Object. From the moment an intracranial aneurysm ruptures, cerebral blood flow is impaired, and this impairment mainly determines the outcome in patients who survive after the initial bleeding. The exact mechanism of impairment is unknown, but activation of coagulation and fibrinolysis correlate with clinical condition and outcome after aneurysmal subarachnoid hemorrhage (SAH). The purpose of this study was to determine whether enoxaparin, a low-molecular-weight heparin, which is a well-known anticoagulating agent, has any effect on the outcome of aneurysmal SAH postoperatively.

Methods. In this randomized, double-blind, single-center clinical trial, 170 patients (85 per group) with aneurysmal SAH were randomly assigned to receive either enoxaparin (40 mg subcutaneously once daily) or a placebo, starting within 24 hours after occlusion of the aneurysm and continuing for 10 days. Analysis was done on an intention-to-treat basis. Outcome was assessed at 3 months on both the Glasgow Outcome and modified Rankin Scales. Patients were eligible for the study if surgery was performed within 48 hours post-SAH, and no intracerebral hemorrhage was larger than 20 mm in diameter on the first postoperative computerized tomography scan.

━━━━━━━━━━━━━━━━━━━━

WORK REQUEST A: Can you give the aneurysm study abstract again, starting with "Object. From the" and going on through "aneurysmal SAH postoperatively.", but switching "impairment" to "disturbance"?
WORK REQUEST B: Could you pick up the aneurysm study abstract after its last sentence and write the next part?

SUPPLIED INFORMATION:
━━━━━━━━━━━━━━━━━━━━

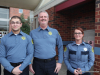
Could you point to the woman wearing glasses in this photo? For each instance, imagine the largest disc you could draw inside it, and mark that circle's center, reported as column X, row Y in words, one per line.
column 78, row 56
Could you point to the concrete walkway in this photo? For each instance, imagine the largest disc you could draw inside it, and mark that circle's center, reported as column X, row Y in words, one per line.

━━━━━━━━━━━━━━━━━━━━

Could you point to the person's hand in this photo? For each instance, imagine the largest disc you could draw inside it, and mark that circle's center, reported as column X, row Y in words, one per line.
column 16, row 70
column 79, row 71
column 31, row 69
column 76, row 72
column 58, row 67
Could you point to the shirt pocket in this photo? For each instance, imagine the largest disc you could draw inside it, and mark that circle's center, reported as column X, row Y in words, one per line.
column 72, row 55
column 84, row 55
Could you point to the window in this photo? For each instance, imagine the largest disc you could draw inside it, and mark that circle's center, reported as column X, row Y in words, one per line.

━━━━━━━━━━━━━━━━━━━━

RESPONSE AREA A:
Object. From the moment an intracranial aneurysm ruptures, cerebral blood flow is impaired, and this disturbance mainly determines the outcome in patients who survive after the initial bleeding. The exact mechanism of disturbance is unknown, but activation of coagulation and fibrinolysis correlate with clinical condition and outcome after aneurysmal subarachnoid hemorrhage (SAH). The purpose of this study was to determine whether enoxaparin, a low-molecular-weight heparin, which is a well-known anticoagulating agent, has any effect on the outcome of aneurysmal SAH postoperatively.

RESPONSE AREA B:
At 3 months, there were no significant differences in outcome by treatment group. Of the 170 patients, 11 (6%) died, and only 95 (56%) had a good outcome. Principal causes of unfavorable outcome were poor initial condition, delayed cerebral ischemia, and surgical complications. There were four patients with additional intracranial bleeding in the group receiving enoxaparin. The bleeding was not necessarily associated with the treatment itself, nor did it require treatment, and there were no such patients in the placebo group.

Conclusions. Enoxaparin seemed to have no effect on the outcome of aneurysmal SAH in patients who had already received routine nimodipine and who had received triple-H therapy when needed. Routine use of low-molecular-weight heparin should be avoided during the early postoperative period in patients with SAH, because this agent seems to increase intracranial bleeding complications slightly, with no beneficial effect on neurological outcome.